(Collected data entries)
****************************************
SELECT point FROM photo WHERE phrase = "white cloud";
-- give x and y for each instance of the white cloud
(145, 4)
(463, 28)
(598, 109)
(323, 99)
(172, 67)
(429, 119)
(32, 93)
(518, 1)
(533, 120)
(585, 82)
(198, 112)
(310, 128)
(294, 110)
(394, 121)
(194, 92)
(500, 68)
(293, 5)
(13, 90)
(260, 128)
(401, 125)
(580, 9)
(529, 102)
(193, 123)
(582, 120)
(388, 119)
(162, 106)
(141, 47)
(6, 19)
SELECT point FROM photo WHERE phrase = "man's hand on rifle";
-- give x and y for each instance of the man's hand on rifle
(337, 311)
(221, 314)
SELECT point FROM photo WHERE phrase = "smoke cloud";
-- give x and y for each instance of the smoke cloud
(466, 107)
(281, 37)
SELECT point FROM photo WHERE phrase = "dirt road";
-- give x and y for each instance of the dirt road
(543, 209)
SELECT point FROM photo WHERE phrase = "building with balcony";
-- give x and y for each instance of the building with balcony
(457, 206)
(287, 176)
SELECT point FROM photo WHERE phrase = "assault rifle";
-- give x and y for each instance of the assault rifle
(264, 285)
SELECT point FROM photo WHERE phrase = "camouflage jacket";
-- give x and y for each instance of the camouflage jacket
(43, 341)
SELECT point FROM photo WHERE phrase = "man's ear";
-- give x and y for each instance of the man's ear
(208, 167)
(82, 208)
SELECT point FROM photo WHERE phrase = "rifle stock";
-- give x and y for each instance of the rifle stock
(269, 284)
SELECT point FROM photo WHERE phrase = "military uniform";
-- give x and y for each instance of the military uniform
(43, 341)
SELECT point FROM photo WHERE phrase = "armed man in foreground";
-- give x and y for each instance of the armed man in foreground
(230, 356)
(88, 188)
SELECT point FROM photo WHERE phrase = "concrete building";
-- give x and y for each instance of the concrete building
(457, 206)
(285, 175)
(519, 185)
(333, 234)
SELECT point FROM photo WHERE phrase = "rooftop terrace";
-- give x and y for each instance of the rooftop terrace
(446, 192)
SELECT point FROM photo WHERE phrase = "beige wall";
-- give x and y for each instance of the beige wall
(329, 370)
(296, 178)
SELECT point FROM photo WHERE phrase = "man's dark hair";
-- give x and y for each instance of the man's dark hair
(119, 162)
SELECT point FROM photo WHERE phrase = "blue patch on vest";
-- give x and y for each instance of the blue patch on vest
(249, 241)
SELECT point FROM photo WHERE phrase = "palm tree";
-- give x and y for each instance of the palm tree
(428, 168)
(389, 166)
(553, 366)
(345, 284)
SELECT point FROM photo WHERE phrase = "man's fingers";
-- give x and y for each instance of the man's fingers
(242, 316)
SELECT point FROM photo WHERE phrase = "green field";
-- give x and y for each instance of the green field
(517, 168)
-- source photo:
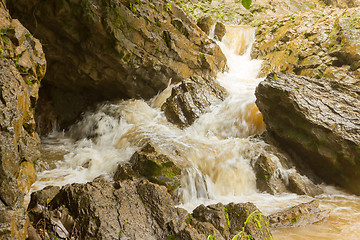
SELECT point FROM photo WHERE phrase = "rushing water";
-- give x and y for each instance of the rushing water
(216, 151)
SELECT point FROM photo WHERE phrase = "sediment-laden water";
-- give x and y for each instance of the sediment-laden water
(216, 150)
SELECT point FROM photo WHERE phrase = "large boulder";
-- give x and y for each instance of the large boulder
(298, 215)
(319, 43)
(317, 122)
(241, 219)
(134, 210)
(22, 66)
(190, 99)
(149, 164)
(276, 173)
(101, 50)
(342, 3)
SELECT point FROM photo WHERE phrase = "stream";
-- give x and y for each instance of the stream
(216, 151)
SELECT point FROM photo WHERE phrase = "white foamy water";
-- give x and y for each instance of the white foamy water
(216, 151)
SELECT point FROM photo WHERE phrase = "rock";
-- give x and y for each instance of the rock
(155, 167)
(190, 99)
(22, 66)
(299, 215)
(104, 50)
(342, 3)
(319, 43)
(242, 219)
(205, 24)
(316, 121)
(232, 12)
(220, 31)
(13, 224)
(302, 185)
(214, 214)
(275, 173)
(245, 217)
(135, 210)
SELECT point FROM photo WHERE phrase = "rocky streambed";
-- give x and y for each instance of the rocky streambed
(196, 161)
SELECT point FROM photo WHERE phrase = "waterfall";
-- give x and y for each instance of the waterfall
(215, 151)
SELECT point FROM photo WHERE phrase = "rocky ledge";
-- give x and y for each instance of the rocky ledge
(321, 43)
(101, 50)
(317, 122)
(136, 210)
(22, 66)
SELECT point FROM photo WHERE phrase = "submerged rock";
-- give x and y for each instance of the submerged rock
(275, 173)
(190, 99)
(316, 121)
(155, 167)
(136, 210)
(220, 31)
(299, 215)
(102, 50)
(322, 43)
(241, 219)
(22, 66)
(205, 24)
****************************************
Problem statement
Quote every record above exactly, omitting any pictures they contain.

Task response
SELECT point FROM photo WHERE phrase = "white cloud";
-- give x and y for each instance of the white cloud
(145, 4)
(463, 28)
(598, 109)
(323, 99)
(172, 67)
(429, 119)
(32, 93)
(518, 1)
(533, 120)
(585, 82)
(198, 112)
(310, 128)
(294, 110)
(394, 121)
(194, 92)
(500, 68)
(293, 5)
(13, 90)
(260, 128)
(401, 125)
(580, 9)
(529, 102)
(193, 123)
(582, 120)
(388, 119)
(162, 106)
(141, 47)
(6, 19)
SELECT point FROM photo WHERE phrase = "man's hand on rifle";
-- give x and y for each instance of the man's hand on rifle
(337, 311)
(221, 314)
SELECT point FROM photo WHERE phrase = "smoke cloud";
-- give x and y for each instance of the smoke cloud
(466, 107)
(281, 37)
SELECT point FROM photo WHERE phrase = "dirt road";
-- give x and y for each instance of the dirt road
(543, 209)
SELECT point FROM photo WHERE phrase = "building with balcony";
-- give x and y for each instance of the building with balcony
(457, 206)
(287, 176)
SELECT point FROM photo WHERE phrase = "assault rifle";
-- give x and y for each instance of the assault rifle
(264, 285)
SELECT point FROM photo WHERE phrase = "camouflage jacket";
-- give x and y for each instance of the camouflage jacket
(43, 341)
SELECT point FROM photo WHERE phrase = "man's ear";
-- give x and y for each instance of the man's ear
(208, 167)
(82, 208)
SELECT point FROM photo WHERE phrase = "rifle stock";
-- give x and y for each instance of the rifle stock
(269, 284)
SELECT point FROM photo WHERE phrase = "military uniform";
-- give x and y for each instance of the military uniform
(43, 341)
SELECT point FROM photo WHERE phrase = "armed man in foreground";
-- give x and y for each instance of the armed man in foreground
(230, 356)
(88, 188)
SELECT point FROM photo WHERE phrase = "concrete building";
-- give x and y for each instance of the concrete building
(457, 206)
(285, 175)
(519, 185)
(333, 234)
SELECT point FROM photo WHERE phrase = "rooftop terrace";
-- give x and y for each instance of the rooftop terrace
(446, 192)
SELECT point FROM photo WHERE phrase = "beige wall";
-- give x and y for each instance of the beige wall
(329, 370)
(296, 178)
SELECT point FROM photo WHERE phrase = "man's dark hair";
-- give x and y for each instance of the man's dark hair
(119, 162)
SELECT point FROM photo WHERE phrase = "blue patch on vest";
-- give x and y for each instance of the blue patch on vest
(249, 241)
SELECT point FROM photo WHERE phrase = "palm tree";
-- give x and y for each instance of the palm tree
(428, 168)
(389, 166)
(553, 366)
(345, 284)
SELECT point FROM photo WHERE phrase = "man's fingers";
-- give x and y for each instance of the man's fingers
(242, 316)
SELECT point FROM photo WHERE phrase = "green field";
-- give x and y for each instance of the green field
(517, 168)
-- source photo:
SELECT point FROM photo WHERE phrase = "rushing water";
-- give x and y for each instance of the rushing water
(216, 151)
SELECT point FROM photo WHERE phrase = "sediment-laden water";
-- give x and y for each instance of the sediment-laden water
(216, 150)
SELECT point FROM photo WHERE phrase = "large boulder";
-- give x and y for each instance of the large boulder
(298, 215)
(319, 43)
(317, 122)
(241, 219)
(134, 210)
(22, 66)
(190, 99)
(149, 164)
(276, 173)
(101, 50)
(342, 3)
SELECT point FROM photo WHERE phrase = "stream";
-- give x and y for each instance of the stream
(216, 151)
SELECT point FROM photo WHERE phrase = "white foamy water";
-- give x and y for each instance of the white foamy water
(216, 151)
SELECT point FROM photo WHERE phrase = "rock";
-- give x and y for each instance of the rock
(155, 167)
(190, 99)
(22, 66)
(299, 215)
(104, 50)
(342, 3)
(319, 43)
(242, 219)
(205, 24)
(316, 121)
(232, 12)
(220, 31)
(13, 224)
(302, 185)
(214, 214)
(275, 173)
(245, 217)
(135, 210)
SELECT point FROM photo WHERE phrase = "rocky streambed";
-- give x and y for each instance of the rocky streambed
(196, 161)
SELECT point FROM photo WHERE phrase = "waterfall";
-- give x and y for each instance of the waterfall
(215, 151)
SELECT point FROM photo WHERE phrase = "rocky ledge";
-- give x and y for each instance of the rocky ledge
(321, 43)
(101, 50)
(317, 122)
(136, 210)
(22, 66)
SELECT point FROM photo WHERE phrase = "submerged rock";
-- give x and y for each instance of the submerged rock
(275, 173)
(190, 99)
(316, 121)
(155, 167)
(136, 210)
(220, 31)
(299, 215)
(102, 50)
(322, 43)
(241, 219)
(22, 66)
(205, 24)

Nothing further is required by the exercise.